Photo object pointing records:
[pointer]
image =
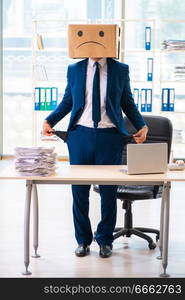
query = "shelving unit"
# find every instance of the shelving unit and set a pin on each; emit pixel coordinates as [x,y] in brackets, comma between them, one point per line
[134,54]
[169,59]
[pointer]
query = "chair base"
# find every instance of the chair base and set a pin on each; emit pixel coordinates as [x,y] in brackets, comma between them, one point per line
[138,231]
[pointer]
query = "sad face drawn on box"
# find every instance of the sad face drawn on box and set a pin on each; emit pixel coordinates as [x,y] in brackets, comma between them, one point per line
[93,40]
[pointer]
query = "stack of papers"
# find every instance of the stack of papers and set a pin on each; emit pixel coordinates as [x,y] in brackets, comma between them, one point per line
[173,45]
[40,161]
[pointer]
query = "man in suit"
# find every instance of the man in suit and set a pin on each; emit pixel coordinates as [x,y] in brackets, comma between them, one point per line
[95,136]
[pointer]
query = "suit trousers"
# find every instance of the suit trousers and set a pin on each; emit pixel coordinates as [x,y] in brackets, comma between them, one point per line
[94,146]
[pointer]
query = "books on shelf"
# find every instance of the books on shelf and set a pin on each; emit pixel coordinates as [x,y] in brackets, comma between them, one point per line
[45,98]
[143,99]
[179,72]
[149,69]
[147,38]
[168,99]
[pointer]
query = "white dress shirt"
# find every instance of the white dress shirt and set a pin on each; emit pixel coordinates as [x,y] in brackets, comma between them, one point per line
[86,117]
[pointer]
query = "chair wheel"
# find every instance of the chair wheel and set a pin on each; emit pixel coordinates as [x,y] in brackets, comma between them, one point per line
[152,246]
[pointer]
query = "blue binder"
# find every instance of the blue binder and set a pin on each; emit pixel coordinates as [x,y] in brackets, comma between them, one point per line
[143,100]
[37,98]
[149,69]
[136,96]
[165,96]
[54,97]
[42,98]
[148,100]
[148,38]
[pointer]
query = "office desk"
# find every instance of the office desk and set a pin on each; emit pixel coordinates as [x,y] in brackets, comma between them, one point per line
[88,174]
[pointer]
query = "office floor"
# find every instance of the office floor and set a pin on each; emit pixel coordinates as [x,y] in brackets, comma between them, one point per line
[131,257]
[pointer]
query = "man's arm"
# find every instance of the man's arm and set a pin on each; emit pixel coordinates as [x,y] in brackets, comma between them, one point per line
[131,111]
[60,112]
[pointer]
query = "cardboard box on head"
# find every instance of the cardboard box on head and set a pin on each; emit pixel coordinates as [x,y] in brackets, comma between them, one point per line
[94,40]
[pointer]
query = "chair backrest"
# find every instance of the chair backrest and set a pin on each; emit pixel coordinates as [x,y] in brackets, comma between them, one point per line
[160,131]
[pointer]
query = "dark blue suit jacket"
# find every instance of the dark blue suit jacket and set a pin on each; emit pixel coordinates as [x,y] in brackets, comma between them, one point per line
[119,97]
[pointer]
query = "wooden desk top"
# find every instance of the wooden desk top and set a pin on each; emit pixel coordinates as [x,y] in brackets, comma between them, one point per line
[102,174]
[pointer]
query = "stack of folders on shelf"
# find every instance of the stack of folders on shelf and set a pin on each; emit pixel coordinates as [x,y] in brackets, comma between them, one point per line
[149,69]
[147,38]
[143,99]
[173,45]
[168,99]
[40,161]
[46,98]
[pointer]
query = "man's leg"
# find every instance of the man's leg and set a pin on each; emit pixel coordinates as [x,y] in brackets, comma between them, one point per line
[81,152]
[110,145]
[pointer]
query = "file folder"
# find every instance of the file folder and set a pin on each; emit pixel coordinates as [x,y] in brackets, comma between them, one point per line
[148,100]
[54,97]
[171,99]
[150,69]
[165,99]
[148,38]
[37,98]
[42,98]
[48,98]
[136,96]
[143,100]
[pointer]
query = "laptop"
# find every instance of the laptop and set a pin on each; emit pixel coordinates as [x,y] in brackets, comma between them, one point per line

• [TASK INSTRUCTIONS] Leaving the pictures aside, transcribe the entire listing exactly.

• [THE ANSWER]
[pointer]
image =
query = "shelving unit"
# find every instance of the shelving unit and set a pin on each; emit pixel coordinates as [x,y] in brackets, comma between them, one point per line
[134,54]
[169,59]
[pointer]
query = "chair base"
# find every instance of the chair base and set a pin on each; emit pixel coordinates as [x,y] in brackets, comma between them, one point per line
[138,231]
[pointer]
query = "sad face drawn on box"
# find every instance of the sad face drawn on box and set a pin on each; emit pixel coordinates as [x,y] in brackets, comma between them, one point per line
[93,40]
[pointer]
query = "stack of papers"
# find every instance of the stack of papers and set a pin on each; emit pixel coordinates as [x,y] in brackets, comma between them, one point per line
[173,45]
[40,161]
[pointer]
query = "man in suit"
# find every instance of the man in suit and set a pin on each; emit pixel coordinates as [x,y] in brackets, comma between them, one point per line
[95,136]
[pointer]
query = "suit trousers"
# find every instance of the suit trousers and set a pin on each; emit pixel coordinates as [x,y] in brackets, comma between them, one point per line
[94,146]
[pointer]
query = "books on shelf"
# find every instance of the books on shelf and set a pin on each; emit pixel coordinates as [x,y] in brackets, comma between them, one point per line
[45,98]
[143,99]
[179,72]
[149,69]
[147,38]
[168,99]
[pointer]
query = "white dress shirt"
# find every instance of the white dress shirt and set a pin on each; emit pixel coordinates as [x,y] in brackets, comma between them, one point per line
[86,117]
[pointer]
query = "chair wheel"
# find every instance of the chair wheel and set a pin on each; emit pixel coordinates as [x,y] in brackets, comma between them, one point per line
[152,246]
[pointer]
query = "blue binder"
# find every instance of the blue binder and set a pin on each; emit pixel coordinates as [x,y] in brackets, comma between them, one point per line
[143,100]
[37,98]
[149,69]
[136,96]
[165,96]
[54,97]
[42,98]
[148,100]
[148,38]
[pointer]
query = "office desk"
# find every instance of the office desk and set a pin on each; emit pixel coordinates as [x,y] in brackets, comma between them, one point per line
[88,174]
[pointer]
query = "office floor"
# find every instance of the office floor and set a pin on each; emit pixel coordinates as [x,y] in brackets, comma between them, one point per line
[131,257]
[pointer]
query = "man's arm"
# find every instance of the man's arm and set a pin on each; emit pixel coordinates as [x,y] in brackets, comma between them, one point per line
[131,111]
[60,112]
[pointer]
query = "cardboard box on head"
# find every instance of the cardboard box on head and set a pin on each; emit pixel coordinates as [x,y] in brackets, comma between them, one point per line
[94,40]
[pointer]
query = "chair backrest"
# find every instance of the chair backrest and set a pin on each; emit pixel coordinates as [x,y] in brackets, comma between them, one point per line
[160,131]
[pointer]
query = "dark blue suit jacket"
# find every instance of the dark blue suit jacket and set a pin on each; emit pixel coordinates as [x,y] in brackets, comma between them, one point per line
[119,97]
[pointer]
query = "wooden desk top"
# find every instance of the wooden desk top and set a pin on each; emit pixel coordinates as [x,y] in brackets, comma between them, one point per line
[102,174]
[pointer]
query = "stack of folders on shelf"
# find every instance of the stack of folders on shelf and set a pin on each; emit pixel coordinates as [x,y] in brackets, comma between them, one point per line
[149,69]
[147,38]
[143,99]
[173,45]
[168,99]
[40,161]
[46,98]
[pointer]
query = "man's leg"
# find every instance of the man's leg and set a pin on each; emit pixel coordinates as [x,y] in brackets, comma between them, one point per line
[81,152]
[110,145]
[pointer]
query = "file folder"
# find every instance of the file folder and set a pin on each; emit pixel coordinates as [x,y] in brackets, comma between them, one point per line
[148,100]
[54,97]
[171,99]
[150,69]
[165,99]
[148,38]
[37,98]
[42,98]
[48,98]
[136,96]
[143,100]
[pointer]
query = "laptop"
# find every instance of the laptop and set a pin on each; emit pixel coordinates as [x,y] in brackets, comma between them, one point per line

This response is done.